**GIVEN TASK**
From the listing below, pull out every line that contains the word "overcast", matching upper and lower case exactly.

===== EXERCISE DATA =====

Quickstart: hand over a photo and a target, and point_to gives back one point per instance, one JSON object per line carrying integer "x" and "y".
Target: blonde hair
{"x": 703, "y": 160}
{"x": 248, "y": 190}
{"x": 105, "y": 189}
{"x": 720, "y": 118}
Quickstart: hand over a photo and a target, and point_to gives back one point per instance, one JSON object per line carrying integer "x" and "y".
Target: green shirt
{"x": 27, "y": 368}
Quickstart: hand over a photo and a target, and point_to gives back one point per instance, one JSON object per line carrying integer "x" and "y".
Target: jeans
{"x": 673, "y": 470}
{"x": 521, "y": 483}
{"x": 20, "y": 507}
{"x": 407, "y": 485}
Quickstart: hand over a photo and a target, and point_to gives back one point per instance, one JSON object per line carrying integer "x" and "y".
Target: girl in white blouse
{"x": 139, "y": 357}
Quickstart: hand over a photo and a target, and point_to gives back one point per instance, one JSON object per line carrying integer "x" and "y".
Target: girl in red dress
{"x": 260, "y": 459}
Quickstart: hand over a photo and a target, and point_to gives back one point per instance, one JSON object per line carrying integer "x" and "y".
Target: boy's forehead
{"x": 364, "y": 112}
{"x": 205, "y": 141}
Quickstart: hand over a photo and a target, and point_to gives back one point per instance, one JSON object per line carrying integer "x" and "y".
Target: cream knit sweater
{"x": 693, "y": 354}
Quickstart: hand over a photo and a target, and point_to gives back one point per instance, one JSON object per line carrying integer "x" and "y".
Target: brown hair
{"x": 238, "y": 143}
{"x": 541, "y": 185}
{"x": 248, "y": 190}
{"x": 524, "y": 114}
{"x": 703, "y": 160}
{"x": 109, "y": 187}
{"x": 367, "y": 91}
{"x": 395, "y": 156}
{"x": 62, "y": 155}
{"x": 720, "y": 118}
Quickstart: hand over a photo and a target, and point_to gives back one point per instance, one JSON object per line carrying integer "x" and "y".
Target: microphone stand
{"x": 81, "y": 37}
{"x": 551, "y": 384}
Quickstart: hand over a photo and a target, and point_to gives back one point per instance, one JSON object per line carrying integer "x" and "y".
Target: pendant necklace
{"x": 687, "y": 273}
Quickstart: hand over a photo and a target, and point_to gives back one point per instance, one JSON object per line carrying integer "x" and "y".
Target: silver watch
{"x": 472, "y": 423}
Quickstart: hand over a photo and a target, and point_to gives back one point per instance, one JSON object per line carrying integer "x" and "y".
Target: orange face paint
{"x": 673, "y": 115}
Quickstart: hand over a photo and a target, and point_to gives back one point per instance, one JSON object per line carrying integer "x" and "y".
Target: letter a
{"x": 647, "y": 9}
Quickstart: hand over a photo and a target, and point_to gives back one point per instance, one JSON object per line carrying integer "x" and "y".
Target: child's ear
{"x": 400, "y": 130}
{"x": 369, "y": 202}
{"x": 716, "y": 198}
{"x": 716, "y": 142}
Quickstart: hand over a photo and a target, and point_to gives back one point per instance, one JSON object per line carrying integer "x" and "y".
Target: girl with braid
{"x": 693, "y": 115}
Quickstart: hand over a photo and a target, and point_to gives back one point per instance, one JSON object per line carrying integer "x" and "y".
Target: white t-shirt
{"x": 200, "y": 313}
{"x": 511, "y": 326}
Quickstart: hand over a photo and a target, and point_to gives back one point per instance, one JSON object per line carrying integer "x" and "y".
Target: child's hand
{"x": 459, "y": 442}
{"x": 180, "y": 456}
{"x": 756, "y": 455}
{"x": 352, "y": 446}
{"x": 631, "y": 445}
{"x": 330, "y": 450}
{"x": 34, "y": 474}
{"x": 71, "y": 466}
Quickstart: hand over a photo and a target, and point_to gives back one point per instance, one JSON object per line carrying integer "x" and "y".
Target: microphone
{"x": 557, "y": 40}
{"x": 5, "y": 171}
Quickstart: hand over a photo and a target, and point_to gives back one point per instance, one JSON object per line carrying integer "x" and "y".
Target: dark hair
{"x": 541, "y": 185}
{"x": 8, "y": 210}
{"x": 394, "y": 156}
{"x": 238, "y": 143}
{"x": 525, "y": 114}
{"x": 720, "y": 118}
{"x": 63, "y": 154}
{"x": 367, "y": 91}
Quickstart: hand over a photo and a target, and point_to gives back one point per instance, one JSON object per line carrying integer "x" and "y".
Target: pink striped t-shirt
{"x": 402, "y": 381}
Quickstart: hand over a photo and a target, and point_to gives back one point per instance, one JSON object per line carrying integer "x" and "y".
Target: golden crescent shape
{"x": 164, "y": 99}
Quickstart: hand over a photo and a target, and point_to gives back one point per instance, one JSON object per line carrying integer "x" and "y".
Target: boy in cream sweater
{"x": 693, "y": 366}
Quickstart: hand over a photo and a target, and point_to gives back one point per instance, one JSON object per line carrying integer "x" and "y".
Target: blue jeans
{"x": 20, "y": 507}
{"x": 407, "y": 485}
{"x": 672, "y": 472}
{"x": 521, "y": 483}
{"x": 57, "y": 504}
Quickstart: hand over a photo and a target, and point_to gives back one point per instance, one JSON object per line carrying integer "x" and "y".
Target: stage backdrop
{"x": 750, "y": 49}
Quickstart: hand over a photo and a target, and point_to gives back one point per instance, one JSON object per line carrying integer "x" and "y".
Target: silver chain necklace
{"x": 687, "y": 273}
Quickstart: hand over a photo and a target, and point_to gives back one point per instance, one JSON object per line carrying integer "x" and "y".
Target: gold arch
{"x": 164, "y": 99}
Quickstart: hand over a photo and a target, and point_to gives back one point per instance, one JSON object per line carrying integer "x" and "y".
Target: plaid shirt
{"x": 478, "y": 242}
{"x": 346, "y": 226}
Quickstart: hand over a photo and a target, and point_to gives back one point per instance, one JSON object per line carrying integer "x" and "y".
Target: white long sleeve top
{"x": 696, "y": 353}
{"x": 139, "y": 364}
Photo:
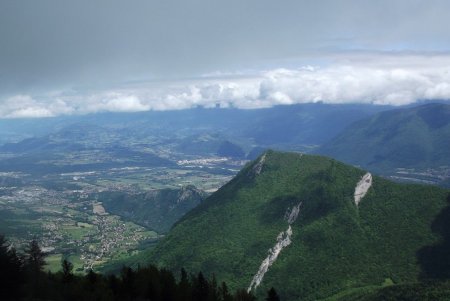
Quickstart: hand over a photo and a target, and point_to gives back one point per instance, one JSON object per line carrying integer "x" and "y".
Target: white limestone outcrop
{"x": 283, "y": 240}
{"x": 362, "y": 187}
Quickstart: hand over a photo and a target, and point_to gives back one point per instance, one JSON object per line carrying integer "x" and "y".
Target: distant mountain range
{"x": 312, "y": 227}
{"x": 407, "y": 138}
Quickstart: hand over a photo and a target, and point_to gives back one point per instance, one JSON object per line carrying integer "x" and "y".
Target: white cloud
{"x": 368, "y": 78}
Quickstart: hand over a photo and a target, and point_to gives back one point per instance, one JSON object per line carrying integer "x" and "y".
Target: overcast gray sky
{"x": 64, "y": 57}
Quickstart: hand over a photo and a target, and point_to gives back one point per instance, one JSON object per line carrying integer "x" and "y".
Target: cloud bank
{"x": 370, "y": 79}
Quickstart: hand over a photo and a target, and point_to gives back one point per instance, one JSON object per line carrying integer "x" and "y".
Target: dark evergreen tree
{"x": 224, "y": 293}
{"x": 67, "y": 268}
{"x": 272, "y": 295}
{"x": 201, "y": 288}
{"x": 11, "y": 274}
{"x": 34, "y": 257}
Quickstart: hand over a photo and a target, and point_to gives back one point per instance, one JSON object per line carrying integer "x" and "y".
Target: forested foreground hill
{"x": 312, "y": 227}
{"x": 22, "y": 278}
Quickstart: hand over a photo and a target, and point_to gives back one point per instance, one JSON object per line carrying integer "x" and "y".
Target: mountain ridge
{"x": 334, "y": 243}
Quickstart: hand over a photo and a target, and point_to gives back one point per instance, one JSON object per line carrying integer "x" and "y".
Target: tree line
{"x": 22, "y": 277}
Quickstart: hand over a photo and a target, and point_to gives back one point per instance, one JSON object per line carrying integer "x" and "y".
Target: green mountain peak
{"x": 307, "y": 225}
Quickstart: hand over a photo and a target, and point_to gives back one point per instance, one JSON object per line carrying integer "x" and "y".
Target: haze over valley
{"x": 202, "y": 151}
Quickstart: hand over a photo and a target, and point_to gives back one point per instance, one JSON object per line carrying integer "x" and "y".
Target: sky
{"x": 62, "y": 57}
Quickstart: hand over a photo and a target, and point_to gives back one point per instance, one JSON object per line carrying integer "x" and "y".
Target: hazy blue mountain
{"x": 409, "y": 138}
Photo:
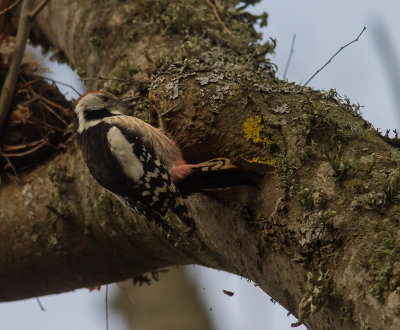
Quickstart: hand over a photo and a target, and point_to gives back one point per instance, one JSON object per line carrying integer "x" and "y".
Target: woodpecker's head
{"x": 92, "y": 107}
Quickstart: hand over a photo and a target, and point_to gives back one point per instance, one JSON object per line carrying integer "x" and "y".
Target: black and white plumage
{"x": 141, "y": 165}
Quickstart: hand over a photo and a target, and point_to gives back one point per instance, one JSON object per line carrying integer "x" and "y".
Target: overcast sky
{"x": 321, "y": 27}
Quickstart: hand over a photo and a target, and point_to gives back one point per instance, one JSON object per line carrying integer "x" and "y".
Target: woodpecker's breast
{"x": 120, "y": 147}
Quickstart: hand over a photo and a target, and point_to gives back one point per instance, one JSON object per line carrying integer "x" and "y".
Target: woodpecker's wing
{"x": 121, "y": 160}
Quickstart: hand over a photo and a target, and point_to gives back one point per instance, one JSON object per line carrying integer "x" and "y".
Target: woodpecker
{"x": 140, "y": 164}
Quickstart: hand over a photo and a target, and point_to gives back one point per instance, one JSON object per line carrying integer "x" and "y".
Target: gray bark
{"x": 321, "y": 236}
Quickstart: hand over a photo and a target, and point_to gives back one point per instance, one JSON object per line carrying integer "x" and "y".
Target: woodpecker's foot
{"x": 181, "y": 170}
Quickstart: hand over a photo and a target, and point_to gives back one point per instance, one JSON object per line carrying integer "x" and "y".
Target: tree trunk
{"x": 320, "y": 236}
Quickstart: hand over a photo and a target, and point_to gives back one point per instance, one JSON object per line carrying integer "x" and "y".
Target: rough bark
{"x": 321, "y": 236}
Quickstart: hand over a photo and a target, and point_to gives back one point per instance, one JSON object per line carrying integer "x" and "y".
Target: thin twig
{"x": 50, "y": 102}
{"x": 37, "y": 10}
{"x": 54, "y": 113}
{"x": 7, "y": 91}
{"x": 218, "y": 18}
{"x": 7, "y": 148}
{"x": 290, "y": 56}
{"x": 107, "y": 307}
{"x": 9, "y": 7}
{"x": 40, "y": 305}
{"x": 22, "y": 154}
{"x": 9, "y": 164}
{"x": 172, "y": 108}
{"x": 61, "y": 83}
{"x": 329, "y": 61}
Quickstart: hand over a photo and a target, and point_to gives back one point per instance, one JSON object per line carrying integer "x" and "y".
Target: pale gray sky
{"x": 322, "y": 27}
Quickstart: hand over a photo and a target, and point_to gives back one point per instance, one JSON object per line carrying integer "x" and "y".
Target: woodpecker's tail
{"x": 216, "y": 174}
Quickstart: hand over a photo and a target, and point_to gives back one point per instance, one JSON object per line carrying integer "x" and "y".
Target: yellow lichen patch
{"x": 262, "y": 160}
{"x": 252, "y": 129}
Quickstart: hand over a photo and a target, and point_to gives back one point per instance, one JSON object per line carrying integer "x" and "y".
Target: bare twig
{"x": 22, "y": 154}
{"x": 9, "y": 7}
{"x": 10, "y": 165}
{"x": 7, "y": 148}
{"x": 7, "y": 91}
{"x": 40, "y": 305}
{"x": 37, "y": 10}
{"x": 218, "y": 18}
{"x": 329, "y": 61}
{"x": 290, "y": 56}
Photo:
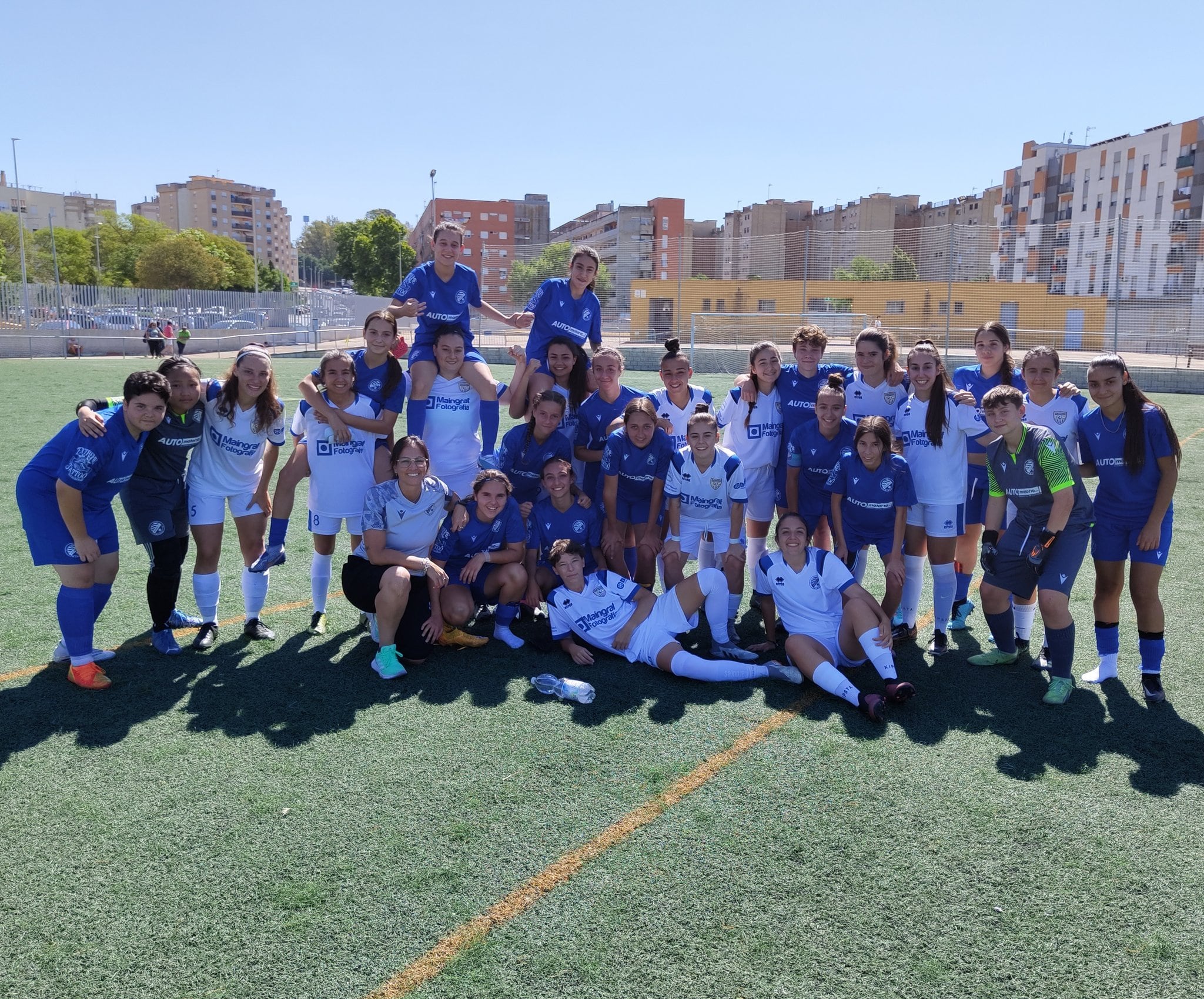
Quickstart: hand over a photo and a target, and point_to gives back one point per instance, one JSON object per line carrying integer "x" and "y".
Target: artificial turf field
{"x": 273, "y": 820}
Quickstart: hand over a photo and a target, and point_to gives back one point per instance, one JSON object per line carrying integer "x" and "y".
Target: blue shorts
{"x": 1115, "y": 543}
{"x": 425, "y": 352}
{"x": 1016, "y": 576}
{"x": 49, "y": 542}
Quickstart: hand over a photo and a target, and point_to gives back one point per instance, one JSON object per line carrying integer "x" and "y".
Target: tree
{"x": 180, "y": 262}
{"x": 553, "y": 263}
{"x": 372, "y": 253}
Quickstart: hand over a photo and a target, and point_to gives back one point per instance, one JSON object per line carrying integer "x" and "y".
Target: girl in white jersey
{"x": 754, "y": 432}
{"x": 934, "y": 430}
{"x": 341, "y": 472}
{"x": 234, "y": 465}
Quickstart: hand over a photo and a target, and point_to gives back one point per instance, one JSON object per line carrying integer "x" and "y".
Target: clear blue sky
{"x": 345, "y": 108}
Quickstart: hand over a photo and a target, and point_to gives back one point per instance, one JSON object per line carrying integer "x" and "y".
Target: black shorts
{"x": 362, "y": 583}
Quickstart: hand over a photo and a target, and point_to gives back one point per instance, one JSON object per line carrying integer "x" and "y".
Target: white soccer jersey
{"x": 938, "y": 473}
{"x": 230, "y": 456}
{"x": 340, "y": 475}
{"x": 410, "y": 527}
{"x": 759, "y": 443}
{"x": 1062, "y": 417}
{"x": 680, "y": 418}
{"x": 597, "y": 613}
{"x": 865, "y": 400}
{"x": 808, "y": 602}
{"x": 706, "y": 496}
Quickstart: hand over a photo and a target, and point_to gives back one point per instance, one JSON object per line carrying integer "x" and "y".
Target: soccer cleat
{"x": 98, "y": 655}
{"x": 781, "y": 671}
{"x": 456, "y": 638}
{"x": 898, "y": 691}
{"x": 89, "y": 677}
{"x": 178, "y": 619}
{"x": 958, "y": 619}
{"x": 994, "y": 657}
{"x": 206, "y": 636}
{"x": 730, "y": 650}
{"x": 273, "y": 555}
{"x": 1059, "y": 690}
{"x": 387, "y": 664}
{"x": 258, "y": 631}
{"x": 872, "y": 706}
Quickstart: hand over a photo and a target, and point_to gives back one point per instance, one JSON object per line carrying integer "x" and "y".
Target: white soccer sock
{"x": 944, "y": 585}
{"x": 835, "y": 683}
{"x": 255, "y": 592}
{"x": 208, "y": 592}
{"x": 913, "y": 583}
{"x": 882, "y": 659}
{"x": 319, "y": 580}
{"x": 1024, "y": 616}
{"x": 697, "y": 669}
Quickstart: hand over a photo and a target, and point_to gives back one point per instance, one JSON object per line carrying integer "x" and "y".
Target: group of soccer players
{"x": 603, "y": 488}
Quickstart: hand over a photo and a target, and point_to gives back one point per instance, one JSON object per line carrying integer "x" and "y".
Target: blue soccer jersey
{"x": 637, "y": 467}
{"x": 521, "y": 457}
{"x": 578, "y": 524}
{"x": 558, "y": 313}
{"x": 456, "y": 548}
{"x": 1123, "y": 497}
{"x": 815, "y": 456}
{"x": 447, "y": 301}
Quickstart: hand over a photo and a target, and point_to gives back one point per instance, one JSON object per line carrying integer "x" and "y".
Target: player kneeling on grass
{"x": 620, "y": 617}
{"x": 830, "y": 620}
{"x": 1045, "y": 543}
{"x": 484, "y": 559}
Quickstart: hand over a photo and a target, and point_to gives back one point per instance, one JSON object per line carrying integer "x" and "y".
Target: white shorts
{"x": 939, "y": 520}
{"x": 325, "y": 524}
{"x": 211, "y": 509}
{"x": 759, "y": 483}
{"x": 659, "y": 629}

=====

**RESPONSE**
Target: overcast gray sky
Target: overcast sky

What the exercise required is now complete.